--- START ---
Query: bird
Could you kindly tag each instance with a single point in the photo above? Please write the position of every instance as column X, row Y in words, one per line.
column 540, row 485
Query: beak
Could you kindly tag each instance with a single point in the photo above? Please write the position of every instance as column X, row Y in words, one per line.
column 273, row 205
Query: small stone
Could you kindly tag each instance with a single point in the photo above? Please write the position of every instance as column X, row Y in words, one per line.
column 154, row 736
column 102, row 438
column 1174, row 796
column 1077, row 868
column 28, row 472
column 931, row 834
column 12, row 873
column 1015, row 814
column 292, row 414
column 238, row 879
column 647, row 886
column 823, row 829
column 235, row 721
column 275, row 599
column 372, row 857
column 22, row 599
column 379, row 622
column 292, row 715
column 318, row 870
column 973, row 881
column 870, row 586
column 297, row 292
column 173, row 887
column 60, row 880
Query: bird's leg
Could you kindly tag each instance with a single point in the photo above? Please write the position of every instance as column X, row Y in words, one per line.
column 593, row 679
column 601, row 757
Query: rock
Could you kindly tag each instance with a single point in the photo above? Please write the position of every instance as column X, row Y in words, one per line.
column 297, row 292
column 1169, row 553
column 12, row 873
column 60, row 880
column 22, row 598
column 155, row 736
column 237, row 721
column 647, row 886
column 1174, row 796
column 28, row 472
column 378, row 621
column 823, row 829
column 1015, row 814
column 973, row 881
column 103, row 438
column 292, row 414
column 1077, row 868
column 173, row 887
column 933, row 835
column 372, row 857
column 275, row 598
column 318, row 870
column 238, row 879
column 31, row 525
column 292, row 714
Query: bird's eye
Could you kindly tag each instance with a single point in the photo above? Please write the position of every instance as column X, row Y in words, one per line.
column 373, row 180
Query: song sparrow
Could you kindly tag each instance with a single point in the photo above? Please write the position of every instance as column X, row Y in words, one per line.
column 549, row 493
--- END ---
__Task item__.
When you copy the data, keep every line word for word.

__Task response__.
Query: bird
Could you kindly tag each instance with a single point in the photo above? Please write the position of every instance as column X, row Y in words, one per line.
column 540, row 485
Query: beak
Could you kindly tag each instance with a single point in the photo above? Please write the position of every instance as column X, row Y in words, one per line.
column 273, row 205
Query: small stone
Could you kindly tag each instance with a single point in the photo above? Please write the position of every instance as column X, row Y in words, one per line.
column 154, row 736
column 102, row 438
column 1174, row 796
column 1077, row 868
column 28, row 472
column 931, row 834
column 12, row 873
column 1015, row 814
column 292, row 414
column 238, row 879
column 647, row 886
column 823, row 829
column 235, row 721
column 275, row 599
column 372, row 857
column 22, row 599
column 379, row 622
column 292, row 715
column 318, row 870
column 973, row 881
column 870, row 586
column 297, row 292
column 173, row 887
column 60, row 880
Query: bird's leg
Could you kindly tag each instance with a single point in the photo above? Please write the position of every instance as column X, row Y in words, one per line.
column 593, row 679
column 601, row 757
Query: rock
Could you kindly tag each instance with a single point in the photo above? Please write the position of every instance as column X, row Y in words, one per line.
column 297, row 292
column 1169, row 553
column 12, row 873
column 60, row 880
column 22, row 598
column 155, row 736
column 237, row 721
column 647, row 886
column 1174, row 796
column 28, row 472
column 378, row 621
column 823, row 829
column 1015, row 814
column 973, row 881
column 103, row 438
column 292, row 414
column 1077, row 868
column 173, row 887
column 933, row 835
column 372, row 857
column 275, row 598
column 318, row 870
column 238, row 879
column 31, row 525
column 292, row 714
Query: bird's eye
Could you kindly tag each instance with a single point in the photo above? Please write the position of every instance as column X, row Y in words, one per line.
column 373, row 180
Query: song sparrow
Could you kindly tag each instance with a single point in the photo above? Please write the position of every instance as column X, row Y in words, one per line.
column 549, row 493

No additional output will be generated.